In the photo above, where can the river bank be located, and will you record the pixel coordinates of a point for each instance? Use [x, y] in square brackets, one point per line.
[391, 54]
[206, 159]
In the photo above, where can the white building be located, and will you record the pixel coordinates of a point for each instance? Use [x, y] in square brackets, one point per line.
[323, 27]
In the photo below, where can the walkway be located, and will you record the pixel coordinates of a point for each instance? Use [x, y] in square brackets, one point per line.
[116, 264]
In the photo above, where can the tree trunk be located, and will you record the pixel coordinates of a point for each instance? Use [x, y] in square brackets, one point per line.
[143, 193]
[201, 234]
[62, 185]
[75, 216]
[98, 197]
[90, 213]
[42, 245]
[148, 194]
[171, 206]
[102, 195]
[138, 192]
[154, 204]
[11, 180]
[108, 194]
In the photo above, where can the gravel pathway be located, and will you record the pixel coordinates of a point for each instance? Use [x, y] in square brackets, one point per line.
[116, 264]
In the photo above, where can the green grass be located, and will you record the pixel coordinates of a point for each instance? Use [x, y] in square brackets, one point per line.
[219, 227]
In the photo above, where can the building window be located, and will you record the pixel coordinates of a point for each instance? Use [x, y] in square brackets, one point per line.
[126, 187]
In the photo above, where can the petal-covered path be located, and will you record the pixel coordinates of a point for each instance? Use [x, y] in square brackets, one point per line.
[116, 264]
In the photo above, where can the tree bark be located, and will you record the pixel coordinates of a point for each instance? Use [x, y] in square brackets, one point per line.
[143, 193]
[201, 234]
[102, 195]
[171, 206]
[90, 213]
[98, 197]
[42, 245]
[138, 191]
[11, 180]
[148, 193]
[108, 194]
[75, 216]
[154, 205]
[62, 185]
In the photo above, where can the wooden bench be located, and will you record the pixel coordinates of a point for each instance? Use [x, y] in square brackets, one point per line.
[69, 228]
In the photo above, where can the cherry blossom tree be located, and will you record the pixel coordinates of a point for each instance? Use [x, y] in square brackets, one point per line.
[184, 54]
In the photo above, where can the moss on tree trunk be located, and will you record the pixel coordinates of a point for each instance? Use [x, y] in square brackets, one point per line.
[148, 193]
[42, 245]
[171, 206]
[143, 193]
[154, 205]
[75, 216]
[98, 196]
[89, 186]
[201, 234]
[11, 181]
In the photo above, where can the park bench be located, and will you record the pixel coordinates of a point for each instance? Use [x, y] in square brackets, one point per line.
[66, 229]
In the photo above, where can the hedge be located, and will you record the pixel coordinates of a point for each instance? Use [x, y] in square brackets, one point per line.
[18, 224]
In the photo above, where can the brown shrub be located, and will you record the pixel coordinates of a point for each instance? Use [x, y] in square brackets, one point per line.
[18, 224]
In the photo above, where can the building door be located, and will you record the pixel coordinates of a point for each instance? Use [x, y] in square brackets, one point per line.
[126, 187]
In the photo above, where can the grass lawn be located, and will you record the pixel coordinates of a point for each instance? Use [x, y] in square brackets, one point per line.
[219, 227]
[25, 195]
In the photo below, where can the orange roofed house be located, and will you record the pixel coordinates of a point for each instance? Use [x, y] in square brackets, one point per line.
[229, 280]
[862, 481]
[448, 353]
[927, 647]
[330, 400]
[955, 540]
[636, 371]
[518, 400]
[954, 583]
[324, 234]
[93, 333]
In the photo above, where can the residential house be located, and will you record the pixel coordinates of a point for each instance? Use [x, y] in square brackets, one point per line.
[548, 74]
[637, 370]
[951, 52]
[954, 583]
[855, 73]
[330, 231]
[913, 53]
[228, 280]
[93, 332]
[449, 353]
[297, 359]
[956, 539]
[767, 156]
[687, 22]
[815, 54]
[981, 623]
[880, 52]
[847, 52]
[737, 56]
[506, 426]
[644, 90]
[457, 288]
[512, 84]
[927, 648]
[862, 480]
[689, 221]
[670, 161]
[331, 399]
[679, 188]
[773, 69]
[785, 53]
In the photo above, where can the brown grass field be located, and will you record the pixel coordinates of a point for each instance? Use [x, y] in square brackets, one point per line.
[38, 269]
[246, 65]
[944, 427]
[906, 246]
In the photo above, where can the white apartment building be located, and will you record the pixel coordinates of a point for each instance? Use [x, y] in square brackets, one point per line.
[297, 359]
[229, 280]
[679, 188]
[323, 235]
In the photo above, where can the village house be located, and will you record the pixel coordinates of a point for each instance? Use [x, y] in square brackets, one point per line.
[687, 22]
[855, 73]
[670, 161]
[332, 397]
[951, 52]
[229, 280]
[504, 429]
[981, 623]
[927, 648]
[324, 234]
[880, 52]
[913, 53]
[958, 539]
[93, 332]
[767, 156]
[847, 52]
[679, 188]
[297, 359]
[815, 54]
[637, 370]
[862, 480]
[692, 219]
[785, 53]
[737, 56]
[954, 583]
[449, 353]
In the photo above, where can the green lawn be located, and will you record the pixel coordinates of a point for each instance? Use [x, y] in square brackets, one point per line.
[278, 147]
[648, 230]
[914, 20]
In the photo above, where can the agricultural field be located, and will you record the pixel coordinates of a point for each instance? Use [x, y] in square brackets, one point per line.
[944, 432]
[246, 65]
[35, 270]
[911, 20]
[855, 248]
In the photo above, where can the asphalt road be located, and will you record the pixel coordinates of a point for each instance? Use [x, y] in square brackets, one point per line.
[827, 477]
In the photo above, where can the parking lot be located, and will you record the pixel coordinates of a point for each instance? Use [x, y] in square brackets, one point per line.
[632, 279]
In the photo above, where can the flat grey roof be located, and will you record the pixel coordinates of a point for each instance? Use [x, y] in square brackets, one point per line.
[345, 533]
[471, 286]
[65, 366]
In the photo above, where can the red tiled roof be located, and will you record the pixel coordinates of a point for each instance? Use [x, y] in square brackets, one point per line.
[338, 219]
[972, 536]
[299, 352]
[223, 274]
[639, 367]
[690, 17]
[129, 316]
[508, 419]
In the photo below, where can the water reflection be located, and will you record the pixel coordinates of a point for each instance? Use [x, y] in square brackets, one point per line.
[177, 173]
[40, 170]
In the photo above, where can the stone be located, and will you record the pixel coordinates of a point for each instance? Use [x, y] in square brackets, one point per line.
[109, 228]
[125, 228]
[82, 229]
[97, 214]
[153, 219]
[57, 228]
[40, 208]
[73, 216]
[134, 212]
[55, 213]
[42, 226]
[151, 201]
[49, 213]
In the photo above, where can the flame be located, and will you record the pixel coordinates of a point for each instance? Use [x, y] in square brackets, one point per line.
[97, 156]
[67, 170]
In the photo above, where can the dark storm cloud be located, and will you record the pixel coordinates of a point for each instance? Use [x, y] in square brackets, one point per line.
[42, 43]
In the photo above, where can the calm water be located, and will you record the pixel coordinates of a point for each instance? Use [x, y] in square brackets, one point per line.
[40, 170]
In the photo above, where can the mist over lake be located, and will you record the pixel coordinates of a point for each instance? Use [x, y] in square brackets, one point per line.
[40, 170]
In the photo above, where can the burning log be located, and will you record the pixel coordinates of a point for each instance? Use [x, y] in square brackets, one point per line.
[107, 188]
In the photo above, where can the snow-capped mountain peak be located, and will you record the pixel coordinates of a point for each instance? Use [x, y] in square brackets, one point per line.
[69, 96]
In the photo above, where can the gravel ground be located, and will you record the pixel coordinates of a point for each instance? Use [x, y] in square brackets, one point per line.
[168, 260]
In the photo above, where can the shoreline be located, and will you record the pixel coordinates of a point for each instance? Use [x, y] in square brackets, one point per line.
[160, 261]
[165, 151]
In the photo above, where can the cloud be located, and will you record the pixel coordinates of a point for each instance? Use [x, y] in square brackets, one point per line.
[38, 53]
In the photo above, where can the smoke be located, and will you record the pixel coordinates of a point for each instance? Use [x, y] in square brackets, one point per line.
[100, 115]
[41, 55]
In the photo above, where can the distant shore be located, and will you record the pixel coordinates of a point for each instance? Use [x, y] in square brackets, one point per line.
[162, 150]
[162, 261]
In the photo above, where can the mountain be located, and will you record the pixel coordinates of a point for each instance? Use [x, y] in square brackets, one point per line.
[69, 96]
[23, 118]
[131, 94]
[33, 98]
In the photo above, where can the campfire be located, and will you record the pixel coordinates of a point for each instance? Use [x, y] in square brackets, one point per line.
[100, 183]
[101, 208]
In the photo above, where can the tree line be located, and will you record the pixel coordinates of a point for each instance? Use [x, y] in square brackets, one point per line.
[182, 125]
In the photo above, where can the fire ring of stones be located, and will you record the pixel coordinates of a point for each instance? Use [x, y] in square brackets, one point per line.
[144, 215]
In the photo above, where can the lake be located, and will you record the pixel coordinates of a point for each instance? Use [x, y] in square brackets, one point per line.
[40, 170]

§ **AIM**: Copy exactly the line containing "In the photo above, where can the distant" and every line after it, ending with the last line of the records above.

§ **TASK ANSWER**:
In the photo above, where can the distant shore be located, and will you record the pixel coordinates of a point for each instance? Use [x, y] in square brackets, one point per line.
[162, 150]
[162, 261]
In the photo above, where can the mountain be located, and will you record the pixel coordinates of a point for each instance? Use [x, y] in square brackets, one point per line.
[69, 96]
[23, 118]
[131, 94]
[33, 98]
In the photo above, where can the campfire be located, and will you record the pixel coordinates of a point for each instance? Use [x, y] in square brackets, one point per line.
[100, 183]
[101, 208]
In the photo above, where can the tree line be located, and will you record the pixel coordinates of a point for each instance? Use [x, y] in square brackets, one point per line.
[182, 125]
In the photo above, where can the fire ring of stones be located, and will you record the pixel coordinates of a point for each instance? Use [x, y] in square brackets, one point per line.
[144, 215]
In the photo above, where can the lake be located, and will you record the pixel coordinates of a point for each instance? Use [x, y] in square brackets, one point per line.
[40, 170]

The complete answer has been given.